> Excerpted text
= Patrick Ruthven, 3rd Lord Ruthven =

Scottish nobleman and politician

Patrick Ruthven, 3rd Lord Ruthven (c. 1520 – 13 June 1566) played an important part in the political intrigues of 16th century Scotland. He succeeded to the lordship in December 1552. The Ruthven lordship encompassed the offices of Provost and Constable of Perth, and Sheriff of Strathearn.

==Life==
Patrick was the son of William Ruthven, 2nd Lord Ruthven and Janet Haliburton, heiress of the Haliburtons of Dirleton Castle.

===Quest for wealth and advancement===
During the war of the Rough Wooing, Patrick, Master of Ruthven, aided the English cause. In 1548 the English commander Grey of Wilton noted that he had been at the English-held Yester Castle with his servants in their "jacks" wearing red scarves. He wanted to profit by delivering Perth to the English. His father was provost of the town, and Patrick offered it to Sir Andrew Dudley, a brother of the Duke of Northumberland, who occupied Broughty Castle.

After the war with England was concluded, in March 1551 he was in Paris and wrote to Mary of Guise asking for money she had promised him. Her financial officer Bartholomew de Villemore had tried to pay him with deprecated coinage. Patrick also asked for political preferment:
I haif evir bene and salbe at your grace commandment. Fordir, pleis your grace, I think I have bene ane futtman lang aneuch, bot quhene it pless your grace ye will mak me ane hors man amangis utheris, ... I shall jeopard my lyfe in your service farder nor thame that giffis yow fairer wordis and gettis mair of your geir.

> Provided data
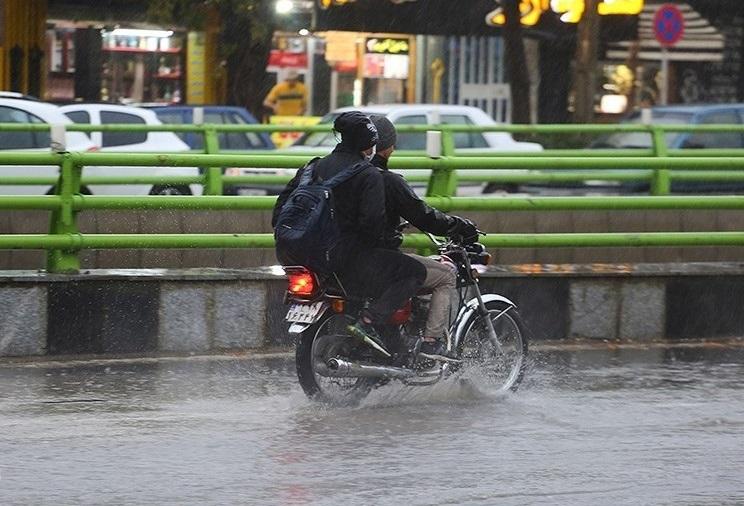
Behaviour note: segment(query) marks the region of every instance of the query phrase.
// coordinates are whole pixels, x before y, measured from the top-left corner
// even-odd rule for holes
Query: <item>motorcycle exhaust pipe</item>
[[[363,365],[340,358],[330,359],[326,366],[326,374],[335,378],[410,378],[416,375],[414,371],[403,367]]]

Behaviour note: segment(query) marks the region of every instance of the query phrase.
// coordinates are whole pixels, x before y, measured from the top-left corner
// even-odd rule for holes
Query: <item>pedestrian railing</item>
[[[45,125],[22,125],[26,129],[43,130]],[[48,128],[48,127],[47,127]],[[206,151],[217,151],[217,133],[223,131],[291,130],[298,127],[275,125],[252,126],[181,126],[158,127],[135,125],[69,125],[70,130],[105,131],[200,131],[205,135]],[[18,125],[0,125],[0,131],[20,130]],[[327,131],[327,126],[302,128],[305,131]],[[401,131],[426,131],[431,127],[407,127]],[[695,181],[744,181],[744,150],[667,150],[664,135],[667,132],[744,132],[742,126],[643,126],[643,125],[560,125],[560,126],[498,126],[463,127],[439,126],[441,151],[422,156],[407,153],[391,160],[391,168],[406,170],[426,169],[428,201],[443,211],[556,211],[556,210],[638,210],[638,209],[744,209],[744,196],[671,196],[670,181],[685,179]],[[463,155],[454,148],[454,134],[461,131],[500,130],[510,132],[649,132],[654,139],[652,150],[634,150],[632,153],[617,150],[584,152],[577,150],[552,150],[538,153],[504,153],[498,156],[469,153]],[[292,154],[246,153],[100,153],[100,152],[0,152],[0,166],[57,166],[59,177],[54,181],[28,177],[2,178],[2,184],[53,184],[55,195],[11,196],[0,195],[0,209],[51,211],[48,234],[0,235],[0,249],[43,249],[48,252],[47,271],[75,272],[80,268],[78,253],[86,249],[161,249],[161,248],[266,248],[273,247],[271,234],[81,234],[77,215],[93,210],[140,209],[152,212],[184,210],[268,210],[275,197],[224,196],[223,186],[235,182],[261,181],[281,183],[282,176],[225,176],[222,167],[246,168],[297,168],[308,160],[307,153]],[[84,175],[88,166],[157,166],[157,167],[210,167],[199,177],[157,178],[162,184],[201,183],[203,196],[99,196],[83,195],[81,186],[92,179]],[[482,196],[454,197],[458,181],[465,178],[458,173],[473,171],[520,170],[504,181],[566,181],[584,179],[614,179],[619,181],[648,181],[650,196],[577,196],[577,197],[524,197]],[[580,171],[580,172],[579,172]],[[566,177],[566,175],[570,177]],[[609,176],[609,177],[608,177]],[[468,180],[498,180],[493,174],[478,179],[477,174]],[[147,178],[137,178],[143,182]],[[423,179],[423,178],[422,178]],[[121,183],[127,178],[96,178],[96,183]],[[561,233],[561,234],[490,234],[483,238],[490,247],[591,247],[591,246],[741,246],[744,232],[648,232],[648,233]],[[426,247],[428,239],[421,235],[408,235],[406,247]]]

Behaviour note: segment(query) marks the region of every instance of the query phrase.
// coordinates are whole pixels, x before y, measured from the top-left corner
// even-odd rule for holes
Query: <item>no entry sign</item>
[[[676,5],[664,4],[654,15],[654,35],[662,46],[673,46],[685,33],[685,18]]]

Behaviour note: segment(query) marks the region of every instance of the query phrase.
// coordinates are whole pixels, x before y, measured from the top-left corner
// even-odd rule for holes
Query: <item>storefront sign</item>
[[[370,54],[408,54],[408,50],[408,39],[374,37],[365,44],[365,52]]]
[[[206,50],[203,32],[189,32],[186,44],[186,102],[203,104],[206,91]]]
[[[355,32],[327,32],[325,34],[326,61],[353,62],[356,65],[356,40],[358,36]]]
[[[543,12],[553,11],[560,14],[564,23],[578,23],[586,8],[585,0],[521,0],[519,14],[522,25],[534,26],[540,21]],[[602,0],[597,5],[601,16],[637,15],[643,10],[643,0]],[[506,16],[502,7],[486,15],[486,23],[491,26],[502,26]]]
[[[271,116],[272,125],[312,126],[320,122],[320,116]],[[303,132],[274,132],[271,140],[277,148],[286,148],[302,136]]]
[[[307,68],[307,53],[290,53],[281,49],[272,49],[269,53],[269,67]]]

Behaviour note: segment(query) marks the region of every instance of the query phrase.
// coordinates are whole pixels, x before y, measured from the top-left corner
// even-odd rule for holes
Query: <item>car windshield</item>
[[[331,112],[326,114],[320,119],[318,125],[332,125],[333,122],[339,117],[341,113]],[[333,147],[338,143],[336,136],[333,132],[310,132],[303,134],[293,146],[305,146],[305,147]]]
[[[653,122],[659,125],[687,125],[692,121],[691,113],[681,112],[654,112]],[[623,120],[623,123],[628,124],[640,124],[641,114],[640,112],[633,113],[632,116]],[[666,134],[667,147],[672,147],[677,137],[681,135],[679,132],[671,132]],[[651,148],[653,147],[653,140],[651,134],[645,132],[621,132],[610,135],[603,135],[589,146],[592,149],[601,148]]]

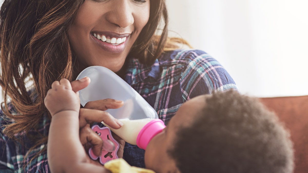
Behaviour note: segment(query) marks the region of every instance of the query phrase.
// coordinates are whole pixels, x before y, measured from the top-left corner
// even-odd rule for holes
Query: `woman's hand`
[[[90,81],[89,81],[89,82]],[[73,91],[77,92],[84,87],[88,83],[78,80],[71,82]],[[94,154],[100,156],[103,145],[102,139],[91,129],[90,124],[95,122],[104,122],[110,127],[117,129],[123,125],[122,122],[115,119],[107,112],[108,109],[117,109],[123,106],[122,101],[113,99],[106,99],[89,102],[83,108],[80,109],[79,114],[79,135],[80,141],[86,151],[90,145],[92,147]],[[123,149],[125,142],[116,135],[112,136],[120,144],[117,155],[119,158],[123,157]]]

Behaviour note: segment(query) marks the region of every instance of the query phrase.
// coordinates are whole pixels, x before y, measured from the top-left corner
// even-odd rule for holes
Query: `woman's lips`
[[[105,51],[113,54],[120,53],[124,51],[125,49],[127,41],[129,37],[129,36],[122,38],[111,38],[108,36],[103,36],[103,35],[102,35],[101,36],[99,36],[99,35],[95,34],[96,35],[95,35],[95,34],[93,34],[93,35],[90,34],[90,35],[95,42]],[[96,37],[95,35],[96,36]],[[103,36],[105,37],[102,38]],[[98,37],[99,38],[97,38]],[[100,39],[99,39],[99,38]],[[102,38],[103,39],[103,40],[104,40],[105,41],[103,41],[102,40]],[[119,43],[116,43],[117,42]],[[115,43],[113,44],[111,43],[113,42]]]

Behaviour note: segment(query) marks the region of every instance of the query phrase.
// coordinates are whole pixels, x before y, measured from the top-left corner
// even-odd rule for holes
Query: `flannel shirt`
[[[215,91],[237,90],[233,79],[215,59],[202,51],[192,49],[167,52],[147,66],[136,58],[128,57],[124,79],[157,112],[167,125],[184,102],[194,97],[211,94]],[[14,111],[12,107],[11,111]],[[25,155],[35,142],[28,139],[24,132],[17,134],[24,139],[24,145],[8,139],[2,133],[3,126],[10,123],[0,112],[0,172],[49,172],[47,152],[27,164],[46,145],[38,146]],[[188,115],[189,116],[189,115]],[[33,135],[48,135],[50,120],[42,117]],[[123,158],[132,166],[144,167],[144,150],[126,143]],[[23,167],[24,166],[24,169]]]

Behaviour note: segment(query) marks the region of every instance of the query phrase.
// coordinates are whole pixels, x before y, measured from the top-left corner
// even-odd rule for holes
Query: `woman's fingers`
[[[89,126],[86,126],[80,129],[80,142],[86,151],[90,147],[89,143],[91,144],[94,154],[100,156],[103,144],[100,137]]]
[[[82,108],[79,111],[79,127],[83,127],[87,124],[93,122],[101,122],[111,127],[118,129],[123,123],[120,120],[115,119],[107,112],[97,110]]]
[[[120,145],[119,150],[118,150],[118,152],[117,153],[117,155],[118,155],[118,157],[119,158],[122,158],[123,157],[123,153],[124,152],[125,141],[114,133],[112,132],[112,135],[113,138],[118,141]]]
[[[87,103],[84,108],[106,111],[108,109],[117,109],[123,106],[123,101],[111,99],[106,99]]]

> Exercise instructions
1) In the text about Patrick Ruthven, in what month and year did he succeed to the lordship?
2) Find every line in the entries that contains the string "item", matching case, and copy each such line.
The entries have nothing to do with the text about Patrick Ruthven.

> Solutions for each task
1) December 1552.

2)
Query: <item>motorcycle exhaust pipe</item>
Query: <item>pedestrian railing</item>
Query: <item>no entry sign</item>
Query: <item>storefront sign</item>
Query: <item>car windshield</item>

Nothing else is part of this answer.